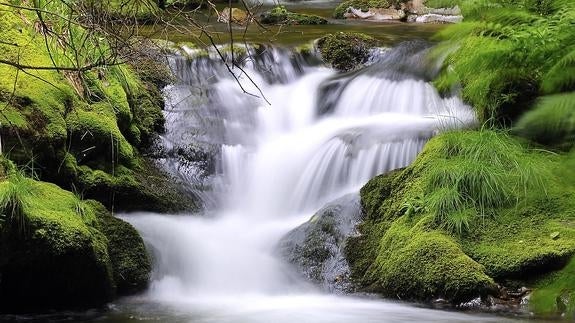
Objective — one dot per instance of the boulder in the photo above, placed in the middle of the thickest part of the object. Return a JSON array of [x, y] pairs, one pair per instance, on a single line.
[[58, 251], [315, 248], [234, 15]]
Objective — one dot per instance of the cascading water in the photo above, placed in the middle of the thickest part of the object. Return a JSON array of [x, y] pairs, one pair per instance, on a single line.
[[323, 135]]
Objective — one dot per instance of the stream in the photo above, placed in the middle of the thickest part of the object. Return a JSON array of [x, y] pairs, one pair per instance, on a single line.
[[301, 137]]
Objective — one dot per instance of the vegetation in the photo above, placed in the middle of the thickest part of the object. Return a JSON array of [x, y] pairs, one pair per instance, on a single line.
[[78, 114], [346, 51], [52, 233], [514, 61], [363, 5], [492, 214], [280, 15]]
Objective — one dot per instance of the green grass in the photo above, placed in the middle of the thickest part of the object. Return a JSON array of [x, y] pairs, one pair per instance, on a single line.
[[14, 201], [515, 62], [474, 173], [475, 207]]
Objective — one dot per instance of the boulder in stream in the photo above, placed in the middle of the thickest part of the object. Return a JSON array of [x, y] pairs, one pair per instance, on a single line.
[[315, 248]]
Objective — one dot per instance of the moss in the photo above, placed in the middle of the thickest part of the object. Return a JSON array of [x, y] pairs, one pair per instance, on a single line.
[[409, 248], [363, 5], [61, 260], [84, 130], [442, 3], [346, 51], [415, 263], [71, 253], [280, 16], [130, 262], [95, 136], [555, 294]]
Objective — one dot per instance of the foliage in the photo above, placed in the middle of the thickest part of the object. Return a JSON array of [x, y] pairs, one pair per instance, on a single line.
[[346, 51], [478, 200], [508, 55], [14, 196], [475, 173], [280, 15], [363, 5]]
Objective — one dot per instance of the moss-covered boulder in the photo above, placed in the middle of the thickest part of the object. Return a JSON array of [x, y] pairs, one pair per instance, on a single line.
[[58, 251], [315, 248], [83, 130], [363, 5], [476, 208], [130, 264], [346, 51], [281, 16]]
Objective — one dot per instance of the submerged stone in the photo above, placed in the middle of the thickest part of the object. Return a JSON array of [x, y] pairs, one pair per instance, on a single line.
[[315, 248]]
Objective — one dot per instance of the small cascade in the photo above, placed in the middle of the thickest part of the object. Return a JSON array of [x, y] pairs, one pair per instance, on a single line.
[[275, 160]]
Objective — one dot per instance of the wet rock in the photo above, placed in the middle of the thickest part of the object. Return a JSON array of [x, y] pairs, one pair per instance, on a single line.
[[281, 16], [375, 14], [234, 15], [316, 247], [346, 51], [435, 18]]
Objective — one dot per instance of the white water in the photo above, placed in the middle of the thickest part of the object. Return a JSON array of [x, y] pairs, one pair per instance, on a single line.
[[278, 164]]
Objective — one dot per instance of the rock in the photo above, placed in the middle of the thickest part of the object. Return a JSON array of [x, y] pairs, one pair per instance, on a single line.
[[315, 247], [281, 16], [130, 262], [60, 255], [234, 15], [346, 51], [435, 18], [375, 14]]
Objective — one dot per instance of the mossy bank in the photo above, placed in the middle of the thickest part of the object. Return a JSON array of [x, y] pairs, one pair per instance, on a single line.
[[59, 251], [73, 143], [476, 209], [83, 130]]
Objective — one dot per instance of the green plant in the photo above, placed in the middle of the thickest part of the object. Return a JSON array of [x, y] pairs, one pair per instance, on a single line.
[[13, 201], [509, 54], [475, 173]]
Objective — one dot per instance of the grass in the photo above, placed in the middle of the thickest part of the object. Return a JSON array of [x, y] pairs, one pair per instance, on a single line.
[[476, 172], [515, 62], [14, 202]]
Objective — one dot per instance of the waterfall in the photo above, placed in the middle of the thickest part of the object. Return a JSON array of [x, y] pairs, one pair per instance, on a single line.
[[317, 135]]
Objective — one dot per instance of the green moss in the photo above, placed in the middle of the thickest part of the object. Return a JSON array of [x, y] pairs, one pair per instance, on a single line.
[[346, 51], [280, 16], [555, 294], [363, 5], [442, 3], [72, 252], [83, 129], [413, 262], [505, 68], [61, 259], [130, 262], [416, 236]]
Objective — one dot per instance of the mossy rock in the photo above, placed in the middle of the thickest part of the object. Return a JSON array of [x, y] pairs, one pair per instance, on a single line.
[[346, 51], [414, 263], [57, 251], [363, 5], [86, 131], [281, 16], [131, 265], [60, 259], [410, 247]]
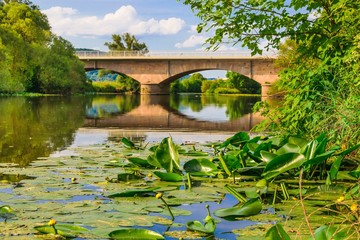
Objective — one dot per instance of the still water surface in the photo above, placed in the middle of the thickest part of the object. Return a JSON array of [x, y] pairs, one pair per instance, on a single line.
[[33, 127]]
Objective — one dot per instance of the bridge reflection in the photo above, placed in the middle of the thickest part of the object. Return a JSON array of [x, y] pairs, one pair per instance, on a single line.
[[154, 112]]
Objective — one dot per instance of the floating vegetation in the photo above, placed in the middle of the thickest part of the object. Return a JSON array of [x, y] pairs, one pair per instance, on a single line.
[[266, 186]]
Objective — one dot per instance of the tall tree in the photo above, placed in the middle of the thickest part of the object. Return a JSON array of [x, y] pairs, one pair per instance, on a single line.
[[126, 42], [322, 81]]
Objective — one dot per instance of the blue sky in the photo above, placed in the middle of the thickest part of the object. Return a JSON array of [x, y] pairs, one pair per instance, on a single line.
[[164, 25]]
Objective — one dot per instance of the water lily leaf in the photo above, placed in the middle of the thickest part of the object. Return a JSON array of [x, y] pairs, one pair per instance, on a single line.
[[195, 153], [267, 156], [201, 165], [125, 177], [208, 227], [331, 232], [236, 140], [288, 148], [197, 226], [169, 177], [6, 209], [140, 162], [132, 193], [135, 233], [65, 230], [283, 163], [277, 233], [128, 142], [167, 155], [251, 207], [319, 158]]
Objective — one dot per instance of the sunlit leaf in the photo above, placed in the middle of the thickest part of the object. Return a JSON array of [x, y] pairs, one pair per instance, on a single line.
[[125, 177], [283, 163], [140, 162], [132, 193], [65, 230], [251, 207], [135, 233], [326, 232], [200, 165], [277, 233], [128, 142], [169, 177]]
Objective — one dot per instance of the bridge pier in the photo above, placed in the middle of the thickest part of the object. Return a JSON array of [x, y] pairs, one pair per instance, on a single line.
[[155, 89]]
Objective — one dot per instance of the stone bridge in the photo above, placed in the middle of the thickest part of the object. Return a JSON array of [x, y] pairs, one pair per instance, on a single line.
[[155, 71]]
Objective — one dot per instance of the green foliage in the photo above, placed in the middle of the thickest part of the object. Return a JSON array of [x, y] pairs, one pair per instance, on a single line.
[[321, 59], [135, 233], [126, 42], [235, 84], [191, 84], [243, 84], [34, 60]]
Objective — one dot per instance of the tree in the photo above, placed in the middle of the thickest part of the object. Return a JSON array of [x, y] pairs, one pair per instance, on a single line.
[[126, 42], [243, 83], [322, 79], [33, 59]]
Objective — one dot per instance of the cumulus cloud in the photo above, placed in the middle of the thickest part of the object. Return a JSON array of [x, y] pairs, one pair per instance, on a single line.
[[67, 21], [192, 41]]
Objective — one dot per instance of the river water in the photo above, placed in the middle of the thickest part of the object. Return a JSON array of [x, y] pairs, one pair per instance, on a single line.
[[35, 127]]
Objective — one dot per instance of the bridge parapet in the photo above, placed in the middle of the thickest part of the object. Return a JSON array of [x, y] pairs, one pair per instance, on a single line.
[[170, 55]]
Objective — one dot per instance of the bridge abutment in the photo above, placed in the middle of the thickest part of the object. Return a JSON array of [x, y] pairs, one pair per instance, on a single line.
[[155, 89]]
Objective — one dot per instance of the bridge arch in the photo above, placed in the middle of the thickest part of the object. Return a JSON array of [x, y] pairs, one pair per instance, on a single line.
[[156, 73]]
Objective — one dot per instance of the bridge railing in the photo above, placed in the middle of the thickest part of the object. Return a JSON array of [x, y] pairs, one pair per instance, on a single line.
[[129, 54]]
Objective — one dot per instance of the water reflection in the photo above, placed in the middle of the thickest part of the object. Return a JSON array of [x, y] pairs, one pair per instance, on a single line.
[[184, 112], [213, 107], [32, 127], [109, 105]]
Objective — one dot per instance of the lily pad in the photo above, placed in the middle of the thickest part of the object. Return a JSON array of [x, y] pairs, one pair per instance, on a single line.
[[65, 230], [169, 177], [251, 207], [135, 233]]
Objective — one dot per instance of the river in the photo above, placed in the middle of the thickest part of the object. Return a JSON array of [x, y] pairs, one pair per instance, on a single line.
[[35, 127]]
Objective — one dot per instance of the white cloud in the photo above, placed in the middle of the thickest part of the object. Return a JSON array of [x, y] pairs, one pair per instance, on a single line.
[[192, 41], [68, 22]]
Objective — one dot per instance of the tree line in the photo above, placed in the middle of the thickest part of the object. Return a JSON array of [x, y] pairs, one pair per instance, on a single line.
[[234, 83], [319, 51], [32, 58]]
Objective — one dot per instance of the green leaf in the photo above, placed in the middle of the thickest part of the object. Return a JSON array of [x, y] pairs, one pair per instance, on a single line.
[[128, 142], [200, 165], [235, 193], [169, 177], [167, 155], [125, 177], [334, 169], [6, 209], [132, 193], [65, 230], [288, 148], [267, 156], [319, 158], [236, 140], [135, 233], [330, 232], [140, 162], [251, 207], [208, 228], [277, 233], [283, 163]]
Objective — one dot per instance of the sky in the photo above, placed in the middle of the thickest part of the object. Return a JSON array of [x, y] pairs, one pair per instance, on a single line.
[[163, 25]]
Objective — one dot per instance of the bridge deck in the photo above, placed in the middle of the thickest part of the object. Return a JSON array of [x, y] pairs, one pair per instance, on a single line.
[[169, 55]]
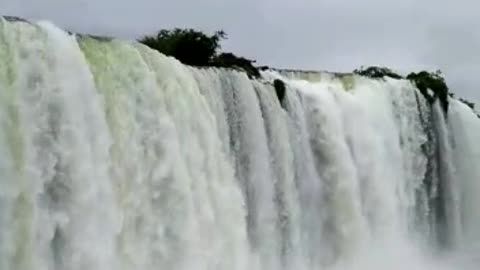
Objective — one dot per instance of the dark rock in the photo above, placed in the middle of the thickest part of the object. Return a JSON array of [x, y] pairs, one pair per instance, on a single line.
[[377, 73], [15, 19], [280, 89], [424, 81]]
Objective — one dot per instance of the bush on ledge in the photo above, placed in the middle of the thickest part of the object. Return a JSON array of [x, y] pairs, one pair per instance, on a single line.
[[377, 72], [195, 48]]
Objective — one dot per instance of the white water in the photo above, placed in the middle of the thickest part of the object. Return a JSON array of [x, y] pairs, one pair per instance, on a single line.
[[114, 156]]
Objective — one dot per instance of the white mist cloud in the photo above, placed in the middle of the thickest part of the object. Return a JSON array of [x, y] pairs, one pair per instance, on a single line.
[[335, 35]]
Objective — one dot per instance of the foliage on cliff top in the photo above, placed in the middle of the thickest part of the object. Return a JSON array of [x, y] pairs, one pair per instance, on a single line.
[[377, 72], [434, 82], [196, 48]]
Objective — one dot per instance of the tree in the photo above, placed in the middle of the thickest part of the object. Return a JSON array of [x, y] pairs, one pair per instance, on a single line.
[[189, 46], [196, 48]]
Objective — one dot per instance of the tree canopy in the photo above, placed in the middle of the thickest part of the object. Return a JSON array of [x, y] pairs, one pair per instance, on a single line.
[[196, 48]]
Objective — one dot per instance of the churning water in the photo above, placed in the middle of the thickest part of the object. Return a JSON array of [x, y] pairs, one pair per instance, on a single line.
[[115, 157]]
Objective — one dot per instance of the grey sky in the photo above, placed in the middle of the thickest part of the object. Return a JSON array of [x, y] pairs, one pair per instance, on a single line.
[[337, 35]]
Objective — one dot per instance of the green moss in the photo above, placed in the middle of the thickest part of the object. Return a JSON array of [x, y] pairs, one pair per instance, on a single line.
[[434, 82]]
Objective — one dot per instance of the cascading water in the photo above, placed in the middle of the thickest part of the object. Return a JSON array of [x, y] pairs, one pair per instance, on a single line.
[[114, 156]]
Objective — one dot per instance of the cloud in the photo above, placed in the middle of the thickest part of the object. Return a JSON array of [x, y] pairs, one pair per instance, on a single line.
[[327, 34]]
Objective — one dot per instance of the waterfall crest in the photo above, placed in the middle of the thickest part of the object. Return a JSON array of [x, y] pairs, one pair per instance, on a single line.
[[114, 156]]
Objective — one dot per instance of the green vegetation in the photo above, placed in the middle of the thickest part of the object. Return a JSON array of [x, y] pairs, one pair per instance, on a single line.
[[431, 84], [434, 82], [198, 49], [377, 72]]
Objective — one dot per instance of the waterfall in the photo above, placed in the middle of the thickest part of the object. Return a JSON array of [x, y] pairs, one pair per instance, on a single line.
[[114, 156]]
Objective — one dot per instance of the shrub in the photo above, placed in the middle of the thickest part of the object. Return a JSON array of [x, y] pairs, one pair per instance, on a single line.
[[189, 46], [196, 48], [377, 72]]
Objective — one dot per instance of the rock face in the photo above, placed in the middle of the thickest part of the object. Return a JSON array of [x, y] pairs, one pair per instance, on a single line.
[[14, 19], [279, 89]]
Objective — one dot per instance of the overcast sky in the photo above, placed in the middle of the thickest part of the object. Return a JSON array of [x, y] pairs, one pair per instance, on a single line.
[[337, 35]]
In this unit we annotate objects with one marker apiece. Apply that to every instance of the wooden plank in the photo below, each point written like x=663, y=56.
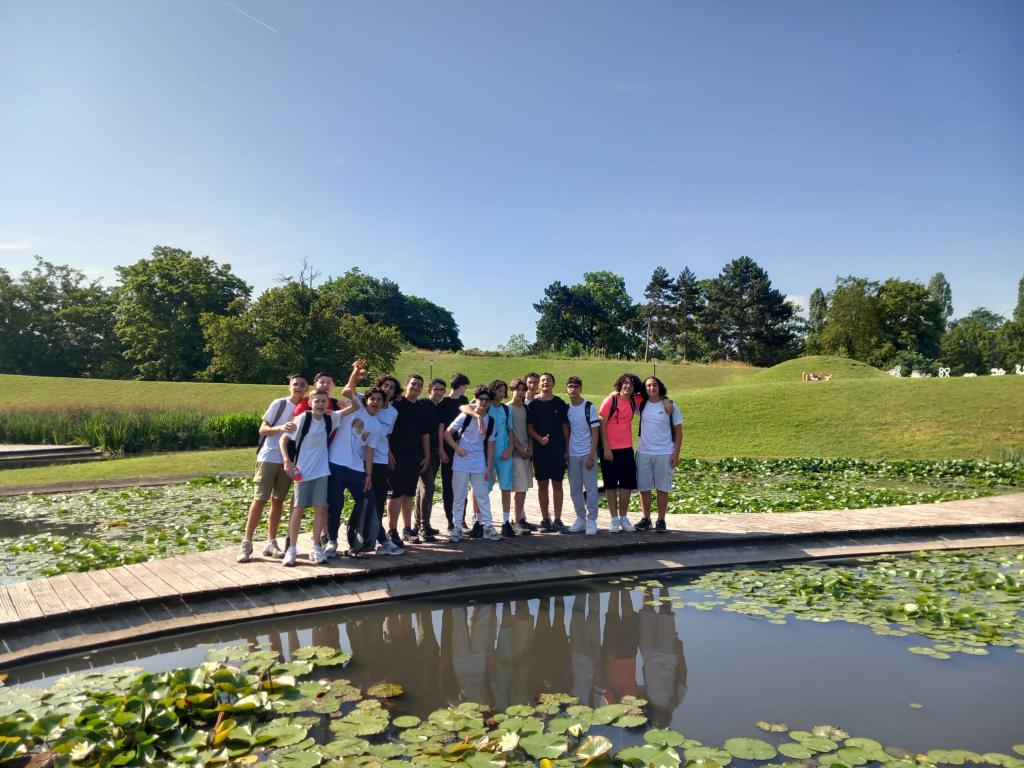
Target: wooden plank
x=91, y=591
x=48, y=600
x=7, y=612
x=65, y=587
x=25, y=603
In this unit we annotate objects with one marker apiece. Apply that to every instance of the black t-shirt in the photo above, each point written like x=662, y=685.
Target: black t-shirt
x=547, y=418
x=430, y=415
x=448, y=409
x=410, y=426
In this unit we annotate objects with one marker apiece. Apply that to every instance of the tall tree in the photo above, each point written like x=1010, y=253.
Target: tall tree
x=753, y=322
x=159, y=308
x=942, y=295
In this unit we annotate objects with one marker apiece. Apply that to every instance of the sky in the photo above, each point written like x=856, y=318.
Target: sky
x=476, y=152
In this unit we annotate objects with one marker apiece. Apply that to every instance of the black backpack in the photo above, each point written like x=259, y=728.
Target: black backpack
x=295, y=445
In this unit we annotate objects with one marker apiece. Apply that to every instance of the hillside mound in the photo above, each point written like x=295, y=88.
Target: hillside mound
x=842, y=369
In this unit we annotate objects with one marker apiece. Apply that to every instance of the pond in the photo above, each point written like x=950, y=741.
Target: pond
x=710, y=664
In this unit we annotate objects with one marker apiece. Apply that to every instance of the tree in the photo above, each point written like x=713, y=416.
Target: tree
x=159, y=308
x=942, y=295
x=656, y=312
x=752, y=321
x=429, y=326
x=294, y=328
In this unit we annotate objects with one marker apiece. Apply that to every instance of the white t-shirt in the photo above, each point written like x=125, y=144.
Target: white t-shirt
x=655, y=428
x=580, y=428
x=270, y=451
x=476, y=450
x=312, y=450
x=354, y=435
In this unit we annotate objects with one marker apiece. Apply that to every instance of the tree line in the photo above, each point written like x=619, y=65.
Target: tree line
x=739, y=315
x=175, y=316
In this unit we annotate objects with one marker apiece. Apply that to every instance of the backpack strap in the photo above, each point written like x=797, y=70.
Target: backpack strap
x=276, y=415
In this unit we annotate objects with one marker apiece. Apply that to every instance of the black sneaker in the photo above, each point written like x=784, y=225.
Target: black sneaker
x=410, y=536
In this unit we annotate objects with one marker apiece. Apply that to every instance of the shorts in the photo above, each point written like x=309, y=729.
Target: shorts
x=621, y=472
x=653, y=472
x=311, y=493
x=522, y=474
x=404, y=475
x=270, y=479
x=549, y=465
x=502, y=473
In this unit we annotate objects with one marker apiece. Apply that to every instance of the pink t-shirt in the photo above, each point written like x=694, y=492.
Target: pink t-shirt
x=620, y=426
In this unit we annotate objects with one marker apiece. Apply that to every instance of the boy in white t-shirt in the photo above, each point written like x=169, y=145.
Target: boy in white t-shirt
x=271, y=481
x=310, y=436
x=472, y=464
x=657, y=449
x=585, y=426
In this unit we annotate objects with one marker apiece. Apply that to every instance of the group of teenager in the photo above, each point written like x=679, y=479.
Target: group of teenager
x=384, y=446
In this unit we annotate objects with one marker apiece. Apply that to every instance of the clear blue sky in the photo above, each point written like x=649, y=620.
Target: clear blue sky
x=475, y=152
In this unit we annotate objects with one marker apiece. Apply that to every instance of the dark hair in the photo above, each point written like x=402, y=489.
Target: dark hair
x=662, y=391
x=387, y=377
x=628, y=377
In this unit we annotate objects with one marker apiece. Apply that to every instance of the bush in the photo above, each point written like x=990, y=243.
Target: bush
x=130, y=431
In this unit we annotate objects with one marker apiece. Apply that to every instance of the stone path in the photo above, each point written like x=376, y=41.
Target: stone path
x=67, y=611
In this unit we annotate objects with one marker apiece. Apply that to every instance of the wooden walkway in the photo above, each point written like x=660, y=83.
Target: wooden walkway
x=60, y=607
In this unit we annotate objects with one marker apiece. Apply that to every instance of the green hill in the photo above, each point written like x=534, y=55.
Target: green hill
x=842, y=369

#### [Written exercise]
Set out the records above as a numbered list, omitting any blank lines. Begin at the line that contains "like x=649, y=620." and stop after the line that contains "x=67, y=611".

#### [Written response]
1. In this unit we annotate objects with one marker apiece. Apply that to every instance of the clear blue sky in the photo above, each point written like x=649, y=620.
2. Target: clear blue sky
3. x=475, y=152
4. In this unit we annotate objects with one marker apiece. Apply that to every instance of the dark hair in the photo above, each point written like x=402, y=489.
5. Target: dark hair
6. x=662, y=391
7. x=387, y=377
8. x=628, y=377
9. In this unit we annotate objects with one marker apiece. Apply that to every instance of the bush in the photo above, each point written like x=990, y=243.
10. Target: bush
11. x=130, y=431
12. In this unit we annotate objects with one marker apiece. Apply that to every instance of the stone path in the photo above, each point written like x=376, y=41.
13. Target: stone path
14. x=67, y=611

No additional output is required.